Directions: Give back exactly the lines from the one containing "Annotate the evergreen" through the end of the records, including both, and no others.

★ ★ ★ ★

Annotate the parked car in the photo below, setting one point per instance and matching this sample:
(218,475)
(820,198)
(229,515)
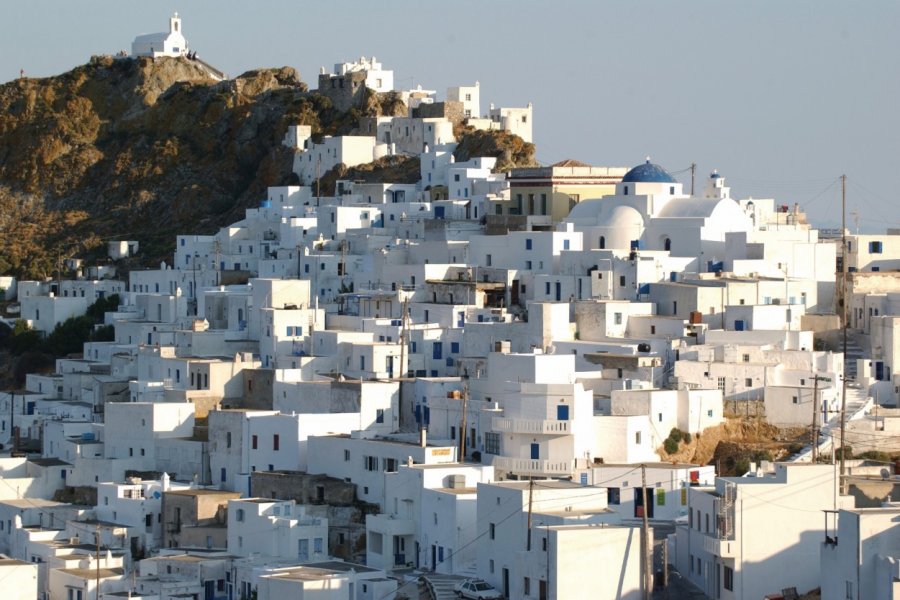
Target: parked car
(476,589)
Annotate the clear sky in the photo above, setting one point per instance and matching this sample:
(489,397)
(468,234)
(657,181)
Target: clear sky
(780,96)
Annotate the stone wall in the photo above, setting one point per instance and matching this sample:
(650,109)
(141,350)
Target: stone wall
(344,91)
(450,110)
(332,498)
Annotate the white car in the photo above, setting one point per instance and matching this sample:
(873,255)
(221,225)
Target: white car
(476,589)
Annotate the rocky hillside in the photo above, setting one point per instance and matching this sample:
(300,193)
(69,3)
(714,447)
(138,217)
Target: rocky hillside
(142,149)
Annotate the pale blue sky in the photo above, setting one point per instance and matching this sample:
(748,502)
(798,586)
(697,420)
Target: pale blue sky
(780,97)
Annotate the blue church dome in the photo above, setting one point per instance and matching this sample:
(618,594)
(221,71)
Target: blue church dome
(648,173)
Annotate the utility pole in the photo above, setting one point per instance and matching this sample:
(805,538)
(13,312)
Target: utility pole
(815,428)
(665,565)
(463,426)
(403,341)
(530,494)
(97,576)
(318,166)
(844,258)
(646,545)
(219,262)
(693,173)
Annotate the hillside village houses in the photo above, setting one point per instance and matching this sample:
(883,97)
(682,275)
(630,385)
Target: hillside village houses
(469,375)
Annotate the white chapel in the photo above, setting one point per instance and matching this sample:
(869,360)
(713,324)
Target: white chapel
(171,43)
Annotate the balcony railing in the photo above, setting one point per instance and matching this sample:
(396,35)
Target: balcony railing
(720,548)
(534,426)
(526,466)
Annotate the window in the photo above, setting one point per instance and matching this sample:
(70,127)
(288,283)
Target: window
(492,443)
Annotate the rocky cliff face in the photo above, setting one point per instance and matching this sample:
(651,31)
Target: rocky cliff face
(142,149)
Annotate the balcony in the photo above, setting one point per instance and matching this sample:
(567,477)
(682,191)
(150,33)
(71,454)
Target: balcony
(527,466)
(720,548)
(530,426)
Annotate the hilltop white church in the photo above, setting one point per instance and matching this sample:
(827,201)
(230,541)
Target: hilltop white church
(171,43)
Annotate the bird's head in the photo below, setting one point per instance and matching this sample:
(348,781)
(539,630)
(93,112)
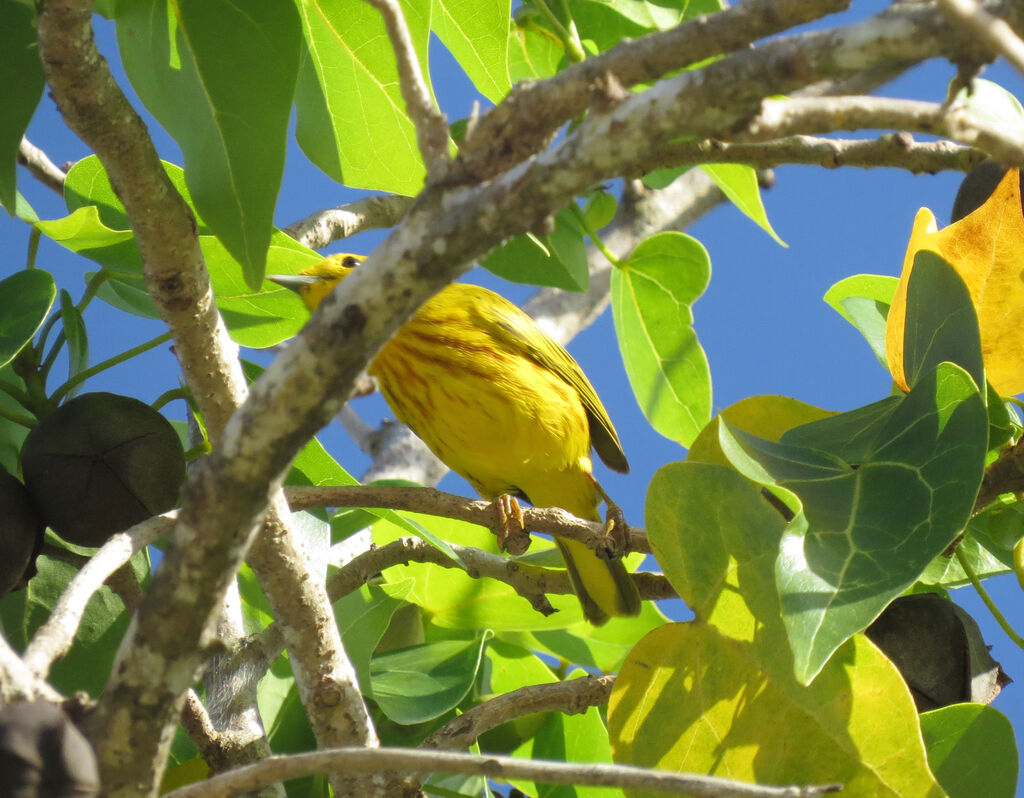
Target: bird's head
(316,282)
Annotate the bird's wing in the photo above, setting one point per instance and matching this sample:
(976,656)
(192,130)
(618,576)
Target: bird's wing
(522,334)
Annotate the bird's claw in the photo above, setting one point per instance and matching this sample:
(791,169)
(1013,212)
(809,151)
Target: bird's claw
(616,534)
(512,535)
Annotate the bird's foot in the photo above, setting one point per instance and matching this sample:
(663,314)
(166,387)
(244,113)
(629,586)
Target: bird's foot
(616,531)
(512,535)
(616,534)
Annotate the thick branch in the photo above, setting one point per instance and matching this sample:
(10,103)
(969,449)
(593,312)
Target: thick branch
(498,767)
(163,653)
(526,120)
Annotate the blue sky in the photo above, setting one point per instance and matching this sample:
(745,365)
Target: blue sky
(762,322)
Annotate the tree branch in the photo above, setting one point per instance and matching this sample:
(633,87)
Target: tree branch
(571,697)
(53,639)
(40,166)
(549,520)
(163,653)
(995,33)
(323,227)
(17,682)
(893,150)
(431,129)
(782,117)
(524,122)
(497,767)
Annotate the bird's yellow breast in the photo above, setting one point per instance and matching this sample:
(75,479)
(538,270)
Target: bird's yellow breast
(494,415)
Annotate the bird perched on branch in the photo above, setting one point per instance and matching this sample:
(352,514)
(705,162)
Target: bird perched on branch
(503,405)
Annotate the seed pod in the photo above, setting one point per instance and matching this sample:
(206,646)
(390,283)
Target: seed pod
(101,463)
(43,755)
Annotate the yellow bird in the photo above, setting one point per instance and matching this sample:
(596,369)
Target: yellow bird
(504,406)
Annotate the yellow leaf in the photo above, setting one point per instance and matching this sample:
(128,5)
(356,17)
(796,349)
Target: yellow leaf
(986,248)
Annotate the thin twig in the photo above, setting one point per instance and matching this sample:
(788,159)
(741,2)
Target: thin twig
(893,150)
(570,697)
(818,115)
(323,227)
(431,129)
(502,768)
(994,32)
(549,520)
(40,166)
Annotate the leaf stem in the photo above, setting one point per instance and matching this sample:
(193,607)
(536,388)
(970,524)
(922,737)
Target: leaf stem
(82,376)
(592,235)
(168,396)
(47,364)
(1019,561)
(570,39)
(996,614)
(33,248)
(90,290)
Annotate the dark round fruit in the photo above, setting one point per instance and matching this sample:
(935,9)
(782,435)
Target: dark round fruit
(20,535)
(99,464)
(43,755)
(978,186)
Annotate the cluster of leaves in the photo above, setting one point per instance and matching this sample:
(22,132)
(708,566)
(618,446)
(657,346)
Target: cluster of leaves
(787,530)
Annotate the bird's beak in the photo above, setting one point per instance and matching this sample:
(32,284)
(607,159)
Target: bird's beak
(294,282)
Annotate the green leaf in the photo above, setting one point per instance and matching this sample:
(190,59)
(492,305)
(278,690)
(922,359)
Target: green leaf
(692,700)
(456,600)
(23,81)
(560,262)
(351,117)
(988,545)
(11,434)
(878,504)
(26,298)
(691,697)
(651,295)
(863,300)
(972,750)
(220,78)
(476,34)
(78,339)
(534,51)
(600,210)
(23,209)
(87,665)
(739,183)
(941,325)
(608,22)
(992,105)
(423,682)
(262,318)
(126,292)
(363,617)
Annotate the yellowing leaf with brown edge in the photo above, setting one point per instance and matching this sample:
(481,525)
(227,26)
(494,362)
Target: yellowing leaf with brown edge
(986,248)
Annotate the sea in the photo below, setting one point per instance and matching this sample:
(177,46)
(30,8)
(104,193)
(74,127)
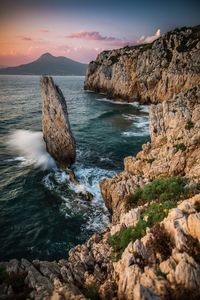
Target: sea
(41,213)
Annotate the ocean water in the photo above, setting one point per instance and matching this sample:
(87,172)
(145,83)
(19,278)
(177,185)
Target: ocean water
(41,215)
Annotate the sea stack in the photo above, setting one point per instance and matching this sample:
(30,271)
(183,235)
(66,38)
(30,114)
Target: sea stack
(57,134)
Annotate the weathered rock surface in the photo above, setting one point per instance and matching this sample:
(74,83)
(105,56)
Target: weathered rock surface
(149,73)
(57,133)
(174,150)
(142,272)
(89,271)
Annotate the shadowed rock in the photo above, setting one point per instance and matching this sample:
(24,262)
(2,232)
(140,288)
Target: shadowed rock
(57,134)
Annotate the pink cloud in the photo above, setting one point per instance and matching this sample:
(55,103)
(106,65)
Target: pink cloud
(90,35)
(149,39)
(25,38)
(43,30)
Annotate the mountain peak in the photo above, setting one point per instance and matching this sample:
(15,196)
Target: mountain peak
(46,55)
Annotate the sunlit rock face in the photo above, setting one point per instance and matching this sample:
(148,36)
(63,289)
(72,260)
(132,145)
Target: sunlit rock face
(57,134)
(151,72)
(174,150)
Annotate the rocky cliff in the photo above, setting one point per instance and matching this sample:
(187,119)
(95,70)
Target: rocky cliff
(151,250)
(56,129)
(174,150)
(150,72)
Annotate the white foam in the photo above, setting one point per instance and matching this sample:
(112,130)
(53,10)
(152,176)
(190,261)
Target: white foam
(132,133)
(30,145)
(135,104)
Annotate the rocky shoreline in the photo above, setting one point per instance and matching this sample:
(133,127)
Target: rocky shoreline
(148,73)
(151,249)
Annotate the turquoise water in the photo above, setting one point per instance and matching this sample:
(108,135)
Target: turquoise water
(41,215)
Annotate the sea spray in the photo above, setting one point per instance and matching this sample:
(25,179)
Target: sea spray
(31,146)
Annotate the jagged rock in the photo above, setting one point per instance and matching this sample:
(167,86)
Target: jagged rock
(173,126)
(57,134)
(193,223)
(148,73)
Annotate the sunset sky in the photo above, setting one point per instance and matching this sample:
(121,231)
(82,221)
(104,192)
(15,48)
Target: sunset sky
(81,29)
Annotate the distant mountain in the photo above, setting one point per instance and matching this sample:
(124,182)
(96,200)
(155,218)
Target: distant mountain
(48,64)
(1,67)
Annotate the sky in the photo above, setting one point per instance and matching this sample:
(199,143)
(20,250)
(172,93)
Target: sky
(81,29)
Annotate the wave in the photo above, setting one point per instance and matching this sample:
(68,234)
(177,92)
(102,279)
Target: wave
(137,105)
(94,212)
(131,133)
(31,148)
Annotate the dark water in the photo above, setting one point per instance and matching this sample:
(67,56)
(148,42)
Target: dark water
(41,215)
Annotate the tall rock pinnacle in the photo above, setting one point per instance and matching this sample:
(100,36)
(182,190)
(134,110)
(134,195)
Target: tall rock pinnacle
(57,134)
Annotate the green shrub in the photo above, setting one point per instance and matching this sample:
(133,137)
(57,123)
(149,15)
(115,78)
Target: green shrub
(114,59)
(180,146)
(197,206)
(150,160)
(189,125)
(164,189)
(152,214)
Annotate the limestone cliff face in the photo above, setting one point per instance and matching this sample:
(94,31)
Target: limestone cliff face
(174,150)
(163,261)
(57,133)
(148,73)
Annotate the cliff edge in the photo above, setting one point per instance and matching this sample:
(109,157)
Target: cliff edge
(150,72)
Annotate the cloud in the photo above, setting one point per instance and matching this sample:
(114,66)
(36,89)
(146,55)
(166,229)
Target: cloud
(43,30)
(90,36)
(25,38)
(113,41)
(149,39)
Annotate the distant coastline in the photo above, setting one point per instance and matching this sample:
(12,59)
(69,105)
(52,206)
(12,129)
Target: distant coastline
(48,64)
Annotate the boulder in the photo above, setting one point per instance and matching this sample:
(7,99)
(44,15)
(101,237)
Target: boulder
(57,134)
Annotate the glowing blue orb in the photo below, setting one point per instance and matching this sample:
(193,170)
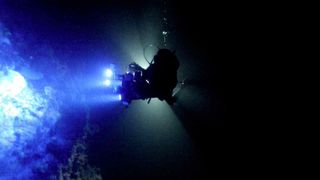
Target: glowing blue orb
(109,73)
(23,111)
(11,83)
(107,82)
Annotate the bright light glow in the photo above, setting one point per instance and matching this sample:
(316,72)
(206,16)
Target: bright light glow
(23,111)
(109,73)
(11,83)
(107,82)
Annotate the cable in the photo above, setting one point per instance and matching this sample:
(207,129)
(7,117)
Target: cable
(144,53)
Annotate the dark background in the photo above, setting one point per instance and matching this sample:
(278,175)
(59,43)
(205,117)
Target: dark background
(141,141)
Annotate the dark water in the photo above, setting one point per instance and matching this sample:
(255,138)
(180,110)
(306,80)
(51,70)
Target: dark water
(62,48)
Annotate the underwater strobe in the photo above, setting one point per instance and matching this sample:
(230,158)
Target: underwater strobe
(156,81)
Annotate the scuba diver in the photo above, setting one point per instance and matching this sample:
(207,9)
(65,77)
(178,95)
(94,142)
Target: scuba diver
(158,80)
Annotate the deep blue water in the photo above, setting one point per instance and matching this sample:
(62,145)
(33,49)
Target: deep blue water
(65,124)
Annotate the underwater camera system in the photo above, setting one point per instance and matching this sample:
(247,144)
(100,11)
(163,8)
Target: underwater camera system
(156,81)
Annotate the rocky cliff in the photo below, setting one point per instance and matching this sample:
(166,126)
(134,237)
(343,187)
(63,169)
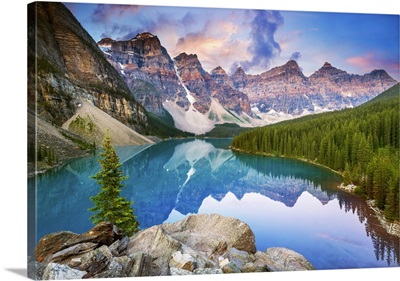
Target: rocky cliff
(286,90)
(179,86)
(205,86)
(65,65)
(147,69)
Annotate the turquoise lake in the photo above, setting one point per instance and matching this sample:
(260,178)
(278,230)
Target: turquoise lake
(286,202)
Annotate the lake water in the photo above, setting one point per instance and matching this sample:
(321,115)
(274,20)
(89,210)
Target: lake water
(286,202)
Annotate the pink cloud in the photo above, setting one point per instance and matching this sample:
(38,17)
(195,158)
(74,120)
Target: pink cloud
(371,61)
(104,13)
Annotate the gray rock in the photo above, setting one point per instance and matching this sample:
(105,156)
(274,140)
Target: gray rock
(74,250)
(142,265)
(205,232)
(182,261)
(154,242)
(123,245)
(175,271)
(114,248)
(240,258)
(118,267)
(96,261)
(199,271)
(230,267)
(36,270)
(283,259)
(251,267)
(56,271)
(261,261)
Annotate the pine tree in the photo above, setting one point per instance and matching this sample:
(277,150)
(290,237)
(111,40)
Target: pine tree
(109,205)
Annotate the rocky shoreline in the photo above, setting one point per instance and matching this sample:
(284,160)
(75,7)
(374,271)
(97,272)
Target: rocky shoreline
(198,244)
(392,227)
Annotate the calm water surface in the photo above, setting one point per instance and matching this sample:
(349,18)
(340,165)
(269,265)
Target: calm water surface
(287,203)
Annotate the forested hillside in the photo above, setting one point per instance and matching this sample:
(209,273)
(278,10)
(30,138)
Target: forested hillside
(362,143)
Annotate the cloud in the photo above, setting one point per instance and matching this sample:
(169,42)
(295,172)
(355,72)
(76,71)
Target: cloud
(295,56)
(371,61)
(104,13)
(263,46)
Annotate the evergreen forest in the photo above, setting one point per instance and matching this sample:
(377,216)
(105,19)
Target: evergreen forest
(361,143)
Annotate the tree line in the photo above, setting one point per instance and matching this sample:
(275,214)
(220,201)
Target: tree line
(361,143)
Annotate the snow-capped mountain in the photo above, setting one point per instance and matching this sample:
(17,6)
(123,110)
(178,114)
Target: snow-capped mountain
(198,100)
(179,86)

★ ★ ★ ★

Exercise answer:
Annotate the evergreen forest in the photo above, setting one point per instance and matching this sample:
(377,216)
(105,19)
Target: evergreen forest
(361,143)
Annotate the tree line in the photo above, setting one point per instance and matching this sample:
(275,214)
(220,201)
Target: tree line
(361,143)
Annotate the snow-capped mountain in the photo above, setting one point per instance and matching this sample:
(17,6)
(123,110)
(178,114)
Target: snow-capped mountain
(198,100)
(179,86)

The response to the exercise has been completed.